§ Provided records

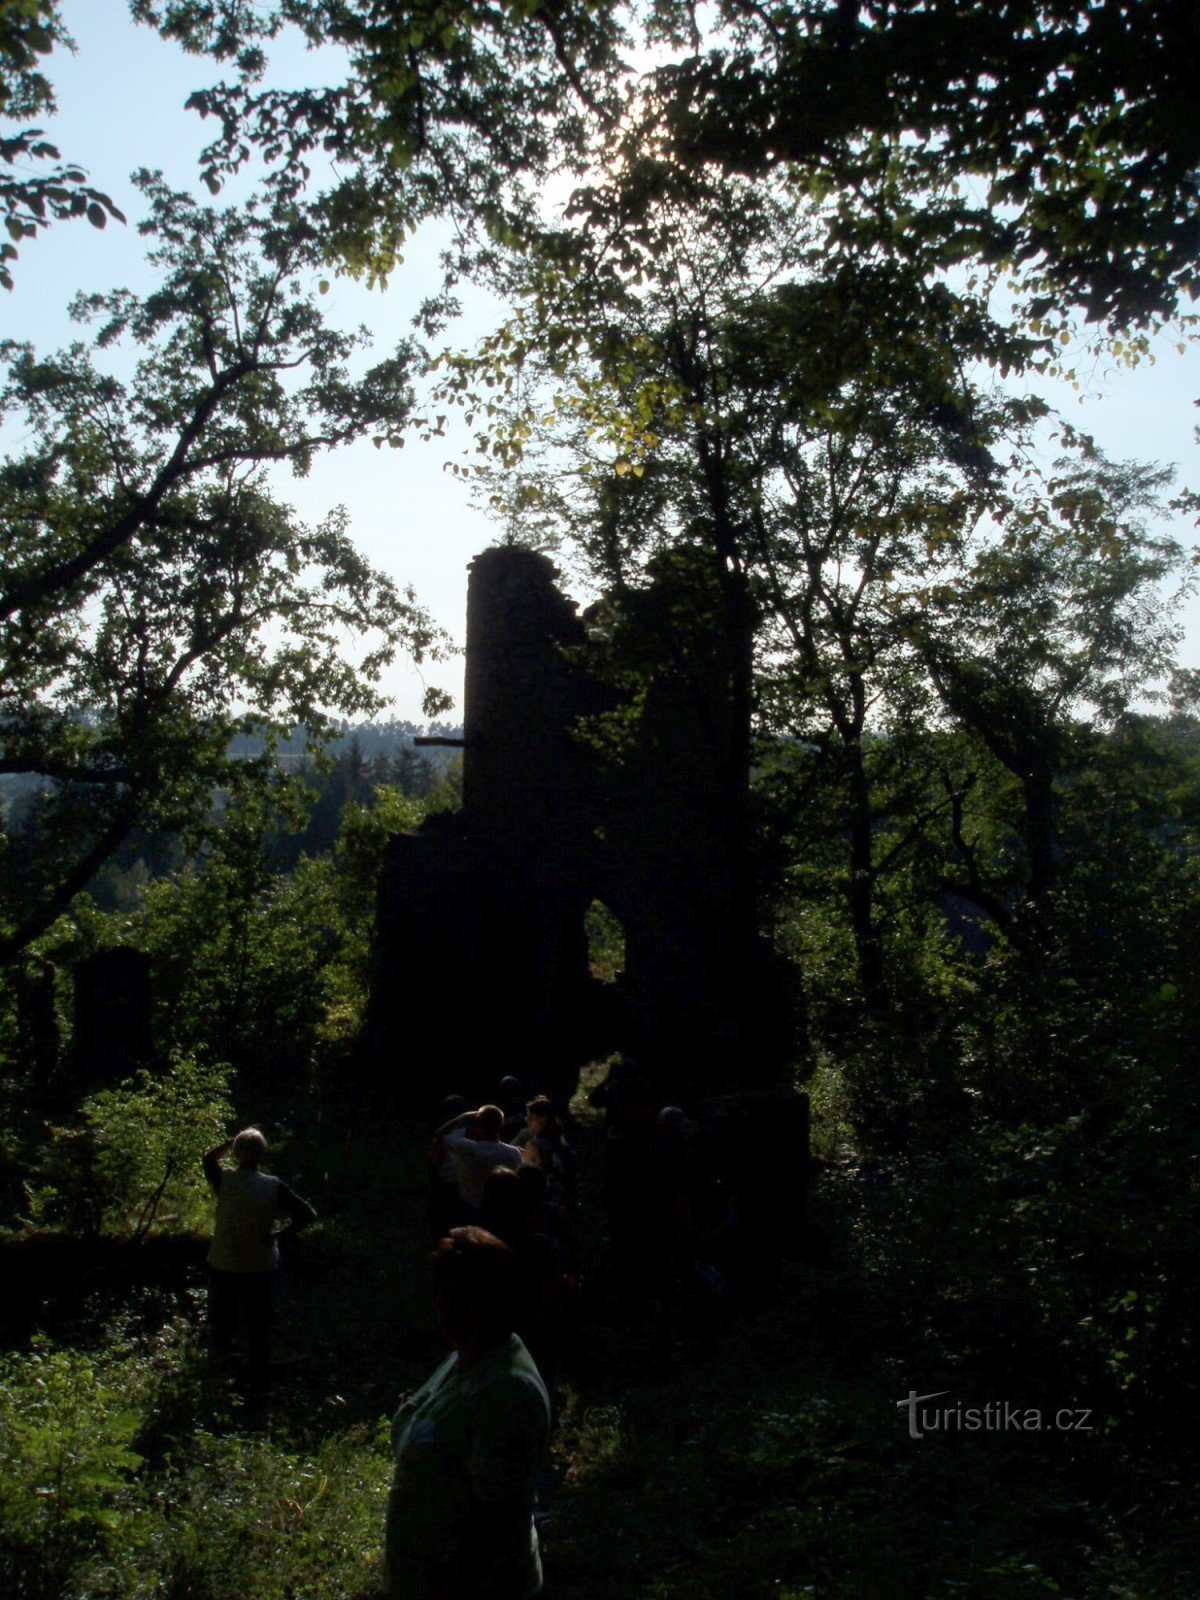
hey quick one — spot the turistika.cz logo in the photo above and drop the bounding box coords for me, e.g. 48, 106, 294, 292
897, 1390, 1094, 1439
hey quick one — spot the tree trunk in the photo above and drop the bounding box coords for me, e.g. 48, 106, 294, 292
1022, 754, 1057, 904
0, 801, 138, 966
844, 739, 888, 1016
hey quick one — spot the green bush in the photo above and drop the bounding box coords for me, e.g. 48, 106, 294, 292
27, 1056, 233, 1239
131, 781, 427, 1083
0, 1326, 392, 1600
0, 1338, 144, 1597
129, 1424, 392, 1600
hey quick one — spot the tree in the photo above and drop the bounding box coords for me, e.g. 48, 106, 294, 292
0, 174, 444, 962
128, 1, 1200, 337
464, 177, 1005, 1006
0, 2, 123, 289
125, 771, 426, 1081
468, 174, 1189, 1014
128, 0, 626, 285
909, 443, 1185, 929
636, 0, 1200, 333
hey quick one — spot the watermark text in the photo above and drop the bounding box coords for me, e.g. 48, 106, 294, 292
897, 1390, 1093, 1439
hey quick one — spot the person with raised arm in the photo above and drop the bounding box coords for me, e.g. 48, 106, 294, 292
202, 1127, 316, 1380
436, 1103, 523, 1216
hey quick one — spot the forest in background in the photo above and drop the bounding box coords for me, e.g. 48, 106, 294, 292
3, 1, 1200, 1596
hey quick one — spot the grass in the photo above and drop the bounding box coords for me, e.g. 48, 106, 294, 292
547, 1250, 1194, 1600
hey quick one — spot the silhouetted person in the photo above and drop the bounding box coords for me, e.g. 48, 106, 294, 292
498, 1075, 528, 1142
384, 1227, 551, 1599
436, 1103, 523, 1216
590, 1056, 661, 1154
589, 1057, 661, 1268
516, 1163, 571, 1259
514, 1095, 578, 1208
429, 1094, 470, 1239
480, 1166, 531, 1248
203, 1127, 316, 1380
480, 1169, 572, 1401
650, 1108, 733, 1305
650, 1105, 695, 1261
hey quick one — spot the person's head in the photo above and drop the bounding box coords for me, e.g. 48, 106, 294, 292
656, 1110, 688, 1155
472, 1104, 505, 1142
231, 1127, 268, 1167
524, 1095, 558, 1137
497, 1075, 524, 1108
589, 1054, 646, 1109
439, 1094, 469, 1125
516, 1163, 548, 1209
432, 1226, 518, 1350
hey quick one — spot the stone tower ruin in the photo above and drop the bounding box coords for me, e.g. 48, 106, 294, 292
367, 546, 792, 1106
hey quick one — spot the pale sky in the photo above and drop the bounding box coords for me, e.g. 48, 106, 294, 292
5, 1, 1199, 722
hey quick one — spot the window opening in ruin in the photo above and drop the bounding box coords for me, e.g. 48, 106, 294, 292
585, 900, 626, 984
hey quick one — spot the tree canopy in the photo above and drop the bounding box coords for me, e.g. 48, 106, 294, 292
463, 172, 1190, 1014
0, 1, 123, 289
649, 0, 1200, 329
0, 175, 442, 961
105, 0, 1200, 338
128, 0, 627, 284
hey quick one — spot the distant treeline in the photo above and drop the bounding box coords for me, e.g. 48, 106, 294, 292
261, 730, 462, 875
226, 717, 463, 763
2, 721, 463, 915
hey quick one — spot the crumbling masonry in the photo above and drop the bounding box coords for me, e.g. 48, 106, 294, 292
367, 547, 793, 1106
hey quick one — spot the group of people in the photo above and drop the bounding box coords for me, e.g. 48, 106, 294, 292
200, 1085, 579, 1599
201, 1063, 738, 1599
429, 1085, 578, 1224
428, 1087, 580, 1399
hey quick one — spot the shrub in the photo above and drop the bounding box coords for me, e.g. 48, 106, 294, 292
134, 1424, 392, 1600
0, 1338, 144, 1597
27, 1056, 233, 1239
0, 1327, 392, 1600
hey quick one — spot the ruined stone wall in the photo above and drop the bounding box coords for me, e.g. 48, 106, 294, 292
368, 545, 792, 1107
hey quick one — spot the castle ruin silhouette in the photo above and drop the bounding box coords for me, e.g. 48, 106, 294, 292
367, 546, 793, 1104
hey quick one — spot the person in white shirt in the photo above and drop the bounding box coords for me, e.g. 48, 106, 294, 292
436, 1104, 524, 1214
202, 1127, 316, 1378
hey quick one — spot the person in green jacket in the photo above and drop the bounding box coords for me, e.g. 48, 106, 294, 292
384, 1226, 551, 1600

§ Your goal
Every line of the material must be repeated exactly; pictures stay out.

§ Solution below
hey quick one — spot the turistika.cz logo in the photo above and drop the bounding box coords for me, e.g. 48, 106, 294, 292
897, 1390, 1094, 1439
hey quick one — spot the tree trunk in the photo above and drop the bounding box coords for me, e.g. 48, 106, 294, 292
1022, 754, 1057, 904
0, 801, 138, 966
844, 739, 888, 1016
hey quick one — spot the green bush in the photo above and drop the bounding box coords for me, e.g. 48, 106, 294, 292
27, 1056, 233, 1239
131, 781, 427, 1083
0, 1326, 392, 1600
0, 1338, 144, 1597
129, 1424, 392, 1600
hey quick one — spot the tree in the photo above and drop the bounding box coords for me, e.g. 48, 106, 294, 292
0, 174, 444, 962
128, 1, 1200, 337
464, 177, 1005, 1006
0, 2, 123, 289
125, 771, 426, 1081
468, 174, 1189, 1014
128, 0, 626, 285
909, 443, 1185, 929
636, 0, 1200, 333
hey quick one — spot the watermark text in the photo above and drop the bounding box coords for me, e.g. 48, 106, 294, 292
897, 1390, 1093, 1439
hey quick one — spot the person with raised arm in the photo above and drop the bounding box coords for me, e.g. 48, 106, 294, 292
202, 1127, 316, 1380
436, 1103, 523, 1216
hey quick one — spot the forest in background in the photo above and drop the bounding box coords for me, e.g. 48, 106, 294, 292
3, 1, 1200, 1596
hey quick one — spot the grass in the photo above and drop the bounding box coords for me, e.g. 48, 106, 294, 292
547, 1250, 1194, 1600
hey quick one — spot the silhouetted person in the photo above and drop the bounding box coords for me, e.g. 48, 106, 294, 292
498, 1075, 528, 1142
384, 1227, 551, 1599
436, 1103, 523, 1216
590, 1056, 661, 1154
589, 1057, 661, 1268
516, 1163, 571, 1259
514, 1095, 578, 1208
429, 1094, 470, 1239
480, 1166, 531, 1248
203, 1127, 316, 1380
480, 1169, 572, 1401
650, 1108, 733, 1305
650, 1105, 695, 1261
hey quick one — spot the person's head in the photo above and drop the bounding box coords for me, e.g. 48, 106, 294, 292
656, 1110, 688, 1155
472, 1104, 505, 1142
231, 1127, 268, 1167
524, 1095, 558, 1137
497, 1075, 524, 1108
589, 1054, 646, 1109
439, 1094, 469, 1125
516, 1163, 548, 1209
432, 1226, 518, 1350
hey quick one — spot the stone tower ruin in the photo above and drop the bounding box coords for me, e.g. 48, 106, 294, 292
367, 546, 792, 1106
hey quick one — spot the pale sky in the photo above and drop the bounding box coords for me, e.g. 48, 106, 294, 292
5, 1, 1199, 722
hey quick one — spot the window opening in ruin in the photo above and drop the bounding box coords for me, e.g. 48, 106, 294, 292
585, 900, 626, 984
hey quick one — spot the tree canopy in the photo above and drop the bounding box coords for me, e.g. 48, 106, 294, 292
463, 172, 1190, 1014
0, 1, 123, 289
649, 0, 1200, 329
0, 175, 442, 961
105, 0, 1200, 338
128, 0, 627, 284
hey quick one — spot the distant treeline in the photo above and drop the bounding box coords for me, e.g. 48, 106, 294, 292
261, 730, 462, 875
226, 717, 463, 763
2, 721, 463, 915
hey quick one — spot the crumbling masonry in the photo above and drop the bounding box coords for me, e.g. 48, 106, 294, 292
367, 547, 793, 1106
hey quick one — spot the group of people in the photo above and drop the bounding box coords for me, e.g. 48, 106, 294, 292
200, 1085, 579, 1599
201, 1063, 738, 1599
429, 1085, 578, 1224
428, 1087, 580, 1399
hey quick one — spot the shrub in the photo above and drop the bounding box coords for me, e.g. 48, 106, 294, 292
134, 1424, 392, 1600
0, 1338, 144, 1597
27, 1056, 233, 1239
0, 1327, 392, 1600
hey quick one — spot the ruined stone wall in the photo above and drop the bounding box coords for me, e.g. 48, 106, 294, 292
368, 545, 792, 1107
hey quick one — spot the castle ruin silhouette in the photo above and drop the bounding box coords for me, e.g. 48, 106, 294, 292
367, 546, 793, 1104
hey quick one — spot the person in white shirt in the photo above and drop the bounding box coords for me, e.g. 48, 106, 294, 292
436, 1104, 524, 1214
202, 1127, 316, 1378
hey quick one — spot the person in green jacket in the photo above and drop the bounding box coords for me, e.g. 48, 106, 294, 292
384, 1226, 551, 1600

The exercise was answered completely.